## Start Supplied records

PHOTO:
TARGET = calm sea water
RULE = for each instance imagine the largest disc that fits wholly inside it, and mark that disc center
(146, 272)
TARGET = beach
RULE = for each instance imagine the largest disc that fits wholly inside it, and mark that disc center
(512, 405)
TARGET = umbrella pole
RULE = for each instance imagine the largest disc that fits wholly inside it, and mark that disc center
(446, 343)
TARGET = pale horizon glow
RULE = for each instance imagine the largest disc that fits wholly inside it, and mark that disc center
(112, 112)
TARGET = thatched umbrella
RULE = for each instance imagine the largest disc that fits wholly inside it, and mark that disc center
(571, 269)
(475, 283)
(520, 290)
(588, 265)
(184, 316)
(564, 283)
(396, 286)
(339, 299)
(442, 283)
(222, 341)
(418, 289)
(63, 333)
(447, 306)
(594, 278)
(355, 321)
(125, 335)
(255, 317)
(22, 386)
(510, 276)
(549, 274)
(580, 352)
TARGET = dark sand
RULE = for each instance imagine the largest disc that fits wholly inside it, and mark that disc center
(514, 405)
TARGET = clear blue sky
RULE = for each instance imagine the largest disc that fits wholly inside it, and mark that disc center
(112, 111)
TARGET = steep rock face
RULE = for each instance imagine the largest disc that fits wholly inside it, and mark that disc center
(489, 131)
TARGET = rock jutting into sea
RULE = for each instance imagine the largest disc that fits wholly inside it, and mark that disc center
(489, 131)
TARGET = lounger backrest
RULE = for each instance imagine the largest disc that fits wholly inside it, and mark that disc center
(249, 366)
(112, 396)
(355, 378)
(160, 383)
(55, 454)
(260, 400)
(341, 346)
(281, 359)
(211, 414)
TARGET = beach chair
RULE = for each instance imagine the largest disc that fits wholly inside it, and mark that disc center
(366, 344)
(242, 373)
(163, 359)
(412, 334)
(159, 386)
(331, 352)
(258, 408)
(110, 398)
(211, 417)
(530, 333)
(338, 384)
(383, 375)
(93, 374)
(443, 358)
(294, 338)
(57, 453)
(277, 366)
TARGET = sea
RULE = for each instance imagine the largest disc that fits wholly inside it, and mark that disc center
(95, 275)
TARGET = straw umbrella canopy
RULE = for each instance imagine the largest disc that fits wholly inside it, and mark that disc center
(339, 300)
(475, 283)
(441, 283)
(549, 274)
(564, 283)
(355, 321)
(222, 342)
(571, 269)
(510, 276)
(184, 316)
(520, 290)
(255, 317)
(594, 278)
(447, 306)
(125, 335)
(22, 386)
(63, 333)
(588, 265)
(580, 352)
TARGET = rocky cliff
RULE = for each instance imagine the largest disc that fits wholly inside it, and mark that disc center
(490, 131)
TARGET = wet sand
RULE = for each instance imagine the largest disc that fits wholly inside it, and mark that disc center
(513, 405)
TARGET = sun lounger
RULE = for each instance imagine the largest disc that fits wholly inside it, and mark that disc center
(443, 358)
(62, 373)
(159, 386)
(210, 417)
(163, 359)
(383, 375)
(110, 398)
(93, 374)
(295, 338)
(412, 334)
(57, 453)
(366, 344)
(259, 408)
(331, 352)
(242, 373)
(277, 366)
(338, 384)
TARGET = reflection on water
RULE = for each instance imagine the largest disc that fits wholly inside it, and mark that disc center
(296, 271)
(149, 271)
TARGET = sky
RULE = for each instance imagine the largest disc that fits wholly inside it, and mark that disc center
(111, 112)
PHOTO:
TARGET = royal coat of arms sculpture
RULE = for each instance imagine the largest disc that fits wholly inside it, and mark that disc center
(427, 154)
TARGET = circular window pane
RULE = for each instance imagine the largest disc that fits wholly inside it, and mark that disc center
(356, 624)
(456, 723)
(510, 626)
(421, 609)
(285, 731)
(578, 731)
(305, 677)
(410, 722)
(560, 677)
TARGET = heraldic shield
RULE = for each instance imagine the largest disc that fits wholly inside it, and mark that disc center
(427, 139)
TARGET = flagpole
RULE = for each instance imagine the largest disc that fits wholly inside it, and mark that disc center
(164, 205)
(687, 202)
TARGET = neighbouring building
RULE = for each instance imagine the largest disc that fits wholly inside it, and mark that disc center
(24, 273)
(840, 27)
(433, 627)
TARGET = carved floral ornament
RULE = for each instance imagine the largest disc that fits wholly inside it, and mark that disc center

## End Supplied records

● Work to be completed: Please quote nothing but the lines from the line with "TARGET = heraldic shield" through the end of the data above, exactly as written, ends included.

● Result of the task:
TARGET = heraldic shield
RULE = for each instance imagine the largest disc that fits wholly inside it, and mark that disc center
(427, 139)
TARGET = flagpole
RULE = for each instance imagine the largest disc that fits wholly inside it, and mark that disc center
(164, 205)
(687, 202)
TARGET = neighbouring building
RULE = for each instance imagine the largest disc that fits wholly inside it, and mark that disc center
(24, 273)
(840, 27)
(433, 627)
TARGET = carved floral ornament
RULE = for each instance imagine the largest disc that fits wholly inside it, and mark that disc center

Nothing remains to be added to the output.